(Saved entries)
************

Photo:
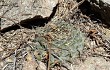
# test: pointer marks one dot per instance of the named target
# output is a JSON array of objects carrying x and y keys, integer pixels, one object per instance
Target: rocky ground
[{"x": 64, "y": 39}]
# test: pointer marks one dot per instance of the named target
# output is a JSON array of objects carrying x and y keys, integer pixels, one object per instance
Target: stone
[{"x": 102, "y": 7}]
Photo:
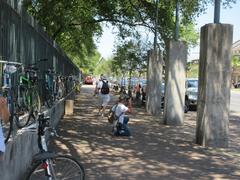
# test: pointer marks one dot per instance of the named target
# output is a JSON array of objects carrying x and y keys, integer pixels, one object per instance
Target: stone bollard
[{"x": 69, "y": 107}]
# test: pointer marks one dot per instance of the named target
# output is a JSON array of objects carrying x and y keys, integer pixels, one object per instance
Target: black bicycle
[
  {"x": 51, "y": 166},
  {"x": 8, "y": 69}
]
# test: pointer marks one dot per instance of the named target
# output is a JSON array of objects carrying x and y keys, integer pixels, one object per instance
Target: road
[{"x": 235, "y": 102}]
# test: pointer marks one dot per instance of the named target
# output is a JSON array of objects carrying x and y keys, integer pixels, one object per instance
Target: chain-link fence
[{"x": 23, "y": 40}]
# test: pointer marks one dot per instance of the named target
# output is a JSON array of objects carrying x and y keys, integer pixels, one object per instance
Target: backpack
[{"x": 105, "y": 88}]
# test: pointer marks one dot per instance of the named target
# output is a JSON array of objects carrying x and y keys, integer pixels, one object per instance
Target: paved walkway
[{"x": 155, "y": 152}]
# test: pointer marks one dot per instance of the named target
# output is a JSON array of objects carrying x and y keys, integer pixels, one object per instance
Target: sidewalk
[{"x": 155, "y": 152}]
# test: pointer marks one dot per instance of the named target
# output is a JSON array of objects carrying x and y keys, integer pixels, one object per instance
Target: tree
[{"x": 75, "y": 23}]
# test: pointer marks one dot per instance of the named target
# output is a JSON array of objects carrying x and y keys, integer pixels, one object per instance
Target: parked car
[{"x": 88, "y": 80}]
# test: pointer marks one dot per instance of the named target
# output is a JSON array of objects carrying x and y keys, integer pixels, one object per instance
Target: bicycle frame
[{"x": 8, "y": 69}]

************

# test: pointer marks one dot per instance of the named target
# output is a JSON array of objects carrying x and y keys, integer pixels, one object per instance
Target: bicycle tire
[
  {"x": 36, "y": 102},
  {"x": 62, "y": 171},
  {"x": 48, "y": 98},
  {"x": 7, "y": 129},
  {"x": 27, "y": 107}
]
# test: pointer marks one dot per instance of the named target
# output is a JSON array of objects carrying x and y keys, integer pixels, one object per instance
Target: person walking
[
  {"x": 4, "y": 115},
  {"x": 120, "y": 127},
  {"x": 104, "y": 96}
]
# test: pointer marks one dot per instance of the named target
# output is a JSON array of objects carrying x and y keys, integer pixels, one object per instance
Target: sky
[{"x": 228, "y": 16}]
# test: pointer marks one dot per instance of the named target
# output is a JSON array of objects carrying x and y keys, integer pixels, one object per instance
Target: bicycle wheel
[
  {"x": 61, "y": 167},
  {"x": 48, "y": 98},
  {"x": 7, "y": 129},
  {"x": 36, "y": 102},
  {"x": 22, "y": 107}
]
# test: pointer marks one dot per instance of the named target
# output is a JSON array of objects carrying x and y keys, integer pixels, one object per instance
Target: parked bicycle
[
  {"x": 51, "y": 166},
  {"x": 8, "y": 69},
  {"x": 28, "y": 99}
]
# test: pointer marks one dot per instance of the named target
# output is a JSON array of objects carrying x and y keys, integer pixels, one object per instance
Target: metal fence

************

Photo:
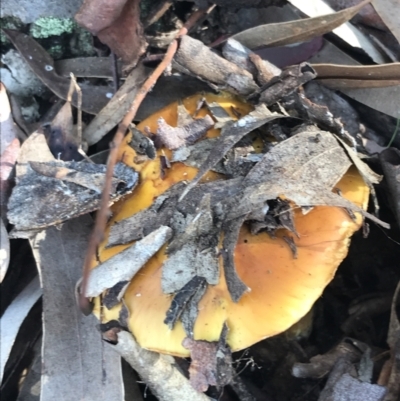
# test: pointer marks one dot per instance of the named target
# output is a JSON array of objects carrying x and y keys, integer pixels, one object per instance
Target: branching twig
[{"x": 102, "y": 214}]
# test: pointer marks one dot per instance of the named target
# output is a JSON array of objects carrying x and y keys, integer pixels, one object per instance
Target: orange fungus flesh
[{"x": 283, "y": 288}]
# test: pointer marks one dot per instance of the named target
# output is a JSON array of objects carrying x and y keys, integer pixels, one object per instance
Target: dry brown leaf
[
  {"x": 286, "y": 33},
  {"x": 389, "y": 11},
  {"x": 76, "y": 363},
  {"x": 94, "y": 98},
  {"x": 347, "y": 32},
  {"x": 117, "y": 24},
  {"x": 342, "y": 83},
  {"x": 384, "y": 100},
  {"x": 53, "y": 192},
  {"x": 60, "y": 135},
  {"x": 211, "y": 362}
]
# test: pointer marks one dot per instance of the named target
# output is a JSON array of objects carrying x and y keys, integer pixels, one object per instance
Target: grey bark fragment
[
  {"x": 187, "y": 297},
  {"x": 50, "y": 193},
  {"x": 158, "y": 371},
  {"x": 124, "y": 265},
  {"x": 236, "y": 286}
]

************

* **EXERCISE OBJECTIVE**: Please gather each line of the records above that contains the string "fence". Case counts.

* **TASK ANSWER**:
Target: chain-link fence
Target: metal fence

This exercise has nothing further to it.